_Requirement_: What follows is a set of records. Copy them exactly and leave out the images.

Start of Entries shown

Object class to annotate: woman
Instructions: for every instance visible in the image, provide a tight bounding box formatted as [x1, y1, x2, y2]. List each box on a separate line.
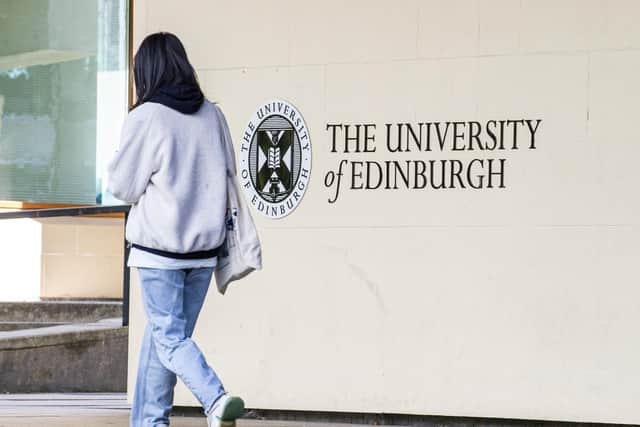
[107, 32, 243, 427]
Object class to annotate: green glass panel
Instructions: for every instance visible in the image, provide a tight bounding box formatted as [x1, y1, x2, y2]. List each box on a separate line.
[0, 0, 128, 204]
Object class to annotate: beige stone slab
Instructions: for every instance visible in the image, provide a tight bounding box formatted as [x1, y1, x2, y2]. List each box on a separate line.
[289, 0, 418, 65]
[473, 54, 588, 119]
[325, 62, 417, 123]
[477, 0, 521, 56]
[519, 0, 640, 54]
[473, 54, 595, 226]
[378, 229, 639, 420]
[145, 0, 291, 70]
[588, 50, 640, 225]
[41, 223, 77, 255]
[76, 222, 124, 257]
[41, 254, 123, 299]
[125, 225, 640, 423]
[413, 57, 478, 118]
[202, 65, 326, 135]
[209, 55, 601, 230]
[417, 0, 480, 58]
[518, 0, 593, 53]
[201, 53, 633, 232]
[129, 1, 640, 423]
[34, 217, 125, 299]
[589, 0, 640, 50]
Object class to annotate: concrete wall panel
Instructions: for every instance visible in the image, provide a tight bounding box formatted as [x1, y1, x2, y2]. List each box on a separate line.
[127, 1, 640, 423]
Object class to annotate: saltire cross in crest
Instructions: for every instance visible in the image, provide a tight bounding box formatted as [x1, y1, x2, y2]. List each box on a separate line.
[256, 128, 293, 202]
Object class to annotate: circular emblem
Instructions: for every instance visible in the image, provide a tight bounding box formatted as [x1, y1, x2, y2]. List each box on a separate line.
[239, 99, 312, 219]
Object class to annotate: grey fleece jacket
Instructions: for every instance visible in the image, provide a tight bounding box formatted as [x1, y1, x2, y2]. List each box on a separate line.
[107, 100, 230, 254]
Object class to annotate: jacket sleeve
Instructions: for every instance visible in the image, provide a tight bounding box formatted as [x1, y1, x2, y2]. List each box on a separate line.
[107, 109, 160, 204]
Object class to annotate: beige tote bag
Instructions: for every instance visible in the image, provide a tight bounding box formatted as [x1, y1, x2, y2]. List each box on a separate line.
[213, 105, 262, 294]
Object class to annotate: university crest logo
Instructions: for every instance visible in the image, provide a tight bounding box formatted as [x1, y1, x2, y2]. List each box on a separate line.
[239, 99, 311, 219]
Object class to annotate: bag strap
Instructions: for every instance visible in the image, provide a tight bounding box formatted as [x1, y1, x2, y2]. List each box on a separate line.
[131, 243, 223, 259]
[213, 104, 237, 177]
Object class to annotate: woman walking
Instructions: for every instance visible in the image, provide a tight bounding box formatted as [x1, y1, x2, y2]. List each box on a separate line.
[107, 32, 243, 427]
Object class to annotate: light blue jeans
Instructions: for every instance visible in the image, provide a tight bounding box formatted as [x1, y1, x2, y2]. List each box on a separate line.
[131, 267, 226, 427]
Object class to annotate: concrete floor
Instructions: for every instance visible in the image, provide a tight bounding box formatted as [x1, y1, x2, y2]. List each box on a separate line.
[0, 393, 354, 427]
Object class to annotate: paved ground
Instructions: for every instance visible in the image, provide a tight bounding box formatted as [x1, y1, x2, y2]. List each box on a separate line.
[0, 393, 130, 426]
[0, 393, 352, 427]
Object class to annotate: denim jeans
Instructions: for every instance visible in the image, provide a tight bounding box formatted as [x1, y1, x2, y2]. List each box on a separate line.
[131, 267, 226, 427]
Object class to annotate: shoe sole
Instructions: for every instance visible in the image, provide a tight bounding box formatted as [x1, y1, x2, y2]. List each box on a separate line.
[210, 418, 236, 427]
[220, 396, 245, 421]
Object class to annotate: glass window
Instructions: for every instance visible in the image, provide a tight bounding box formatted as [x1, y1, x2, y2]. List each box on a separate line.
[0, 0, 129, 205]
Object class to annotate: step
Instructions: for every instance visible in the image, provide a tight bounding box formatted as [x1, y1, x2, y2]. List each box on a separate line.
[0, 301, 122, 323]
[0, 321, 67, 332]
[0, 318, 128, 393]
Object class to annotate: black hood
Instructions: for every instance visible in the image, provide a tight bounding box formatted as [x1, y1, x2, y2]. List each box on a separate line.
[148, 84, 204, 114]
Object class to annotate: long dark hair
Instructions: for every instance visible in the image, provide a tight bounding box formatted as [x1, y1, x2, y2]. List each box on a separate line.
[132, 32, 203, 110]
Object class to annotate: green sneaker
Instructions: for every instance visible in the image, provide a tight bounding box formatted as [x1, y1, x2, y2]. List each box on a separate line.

End of Entries shown

_Exercise result_:
Object class to annotate: woman
Instructions: for every instance visible in the image, provide a tight bounding box formatted as [x1, y1, x2, y2]. List each box on a separate line.
[107, 32, 243, 427]
Object class to annotate: green glass panel
Instructions: for every instance visible in the image, provide a tight bounding box formatted as [x1, y1, x2, y2]. List each box on a separate line.
[0, 0, 128, 204]
Object class to annotate: beige stone slab
Instructions: for every instance visible in the image, provide a tight bounding box formatted as [x1, y1, x2, y2]. List each box on a separate line.
[289, 0, 418, 65]
[473, 54, 588, 119]
[325, 62, 417, 123]
[477, 0, 521, 56]
[519, 0, 640, 54]
[473, 54, 595, 226]
[378, 229, 639, 420]
[145, 0, 291, 70]
[588, 50, 640, 225]
[41, 223, 77, 255]
[76, 222, 124, 257]
[41, 254, 123, 299]
[125, 225, 640, 423]
[413, 57, 478, 118]
[202, 65, 326, 135]
[209, 55, 601, 230]
[417, 0, 480, 58]
[518, 0, 593, 53]
[201, 53, 633, 232]
[129, 1, 640, 423]
[34, 217, 125, 299]
[589, 0, 640, 50]
Object class to annotate: concrete wall panel
Instructions: for every instance visible in the image, provide a tight bounding box formatted as [x1, y1, x2, y2]. List each box on a separate line.
[127, 1, 640, 423]
Object class to annotate: saltire cross in crest
Instructions: for every instance visible in the image, provide a tight bounding box formatted as [x1, y1, x2, y2]. List each box on a separate line.
[256, 128, 293, 202]
Object class to annotate: circular emblem
Instructions: for every instance visible in the image, provide a tight bounding box formatted as [x1, y1, x2, y2]. List each box on a separate line.
[239, 99, 312, 219]
Object class to annotate: grey fleece jacket
Instructions: for every instance visible in the image, provide a tight bounding box formatted as [x1, y1, x2, y2]. List each box on a separate line.
[107, 100, 230, 254]
Object class to annotate: jacket sleeve
Instructions: for every instance visible in the image, provide a tight bounding box formatted as [x1, y1, x2, y2]. List each box on a separate line.
[107, 109, 160, 204]
Object class to annotate: beige tote bag
Instructions: for every instance visible in the image, provide a tight bounding box formatted as [x1, y1, x2, y2]. List each box on a separate line.
[213, 105, 262, 294]
Object class to annotate: university crest logo
Instructions: for every instance visible in the image, provide a tight bounding box formatted as [x1, y1, x2, y2]. List each box on a separate line.
[239, 99, 311, 219]
Object class to annotate: bag strap
Instructions: for every instance visible in the image, provide a tight bounding box formatted as [x1, y1, x2, y2]. List each box on a separate line.
[131, 243, 223, 259]
[213, 104, 237, 177]
Object class to annotate: woman walking
Instructions: for every instance visible in the image, provide a tight bounding box formatted as [x1, y1, x2, y2]. List each box on a separate line.
[107, 32, 243, 427]
Object class to annotate: light blue jeans
Instructions: for every instance visible in the image, provide a tight bounding box formatted as [x1, y1, x2, y2]. List each box on a separate line.
[131, 267, 226, 427]
Object class to annotate: concrete floor
Instructions: for every instance visible in the image, provide a tight bounding box formatted as [x1, y1, x2, y2]. List each box on a separate line.
[0, 393, 354, 427]
Object class to annotate: paved ground
Instructions: for every instance visible in the image, provide a tight bounding box formatted as [x1, y1, x2, y2]. List each box on a separate line.
[0, 393, 130, 426]
[0, 393, 352, 427]
Object class to annotate: denim jeans
Instructions: for every instance visible in the image, provide a tight bounding box formatted as [x1, y1, x2, y2]. List each box on a separate line.
[131, 267, 226, 427]
Object class to annotate: shoe sole
Instructions: for every instance visible in the image, provide a tight bounding box formatted as [x1, y1, x2, y2]. List each box on a separate line.
[210, 418, 236, 427]
[220, 396, 245, 421]
Object class to annotate: glass window
Instructions: for every instance visible in the image, provide a tight bounding box formatted as [x1, y1, x2, y2]. List each box on a separate line.
[0, 0, 129, 205]
Object class to annotate: step
Instructions: for every instance visible in the image, provide a tight bounding box formatted as [x1, y1, x2, y2]. List each box on a separate line.
[0, 301, 122, 323]
[0, 321, 67, 332]
[0, 318, 128, 393]
Object class to annotate: black hood
Instructions: for every instance visible in the image, provide a tight bounding box formatted as [x1, y1, x2, y2]. List each box on a separate line.
[148, 84, 204, 114]
Object class to annotate: long dark hair
Instructions: for every instance visible in the image, provide a tight bounding box formatted as [x1, y1, x2, y2]. List each box on a separate line.
[132, 32, 203, 110]
Object class to annotate: green sneaker
Instructions: for every instance visible in the image, provide a tight bounding box formatted as [x1, y1, x2, y2]. List each box on a separate line.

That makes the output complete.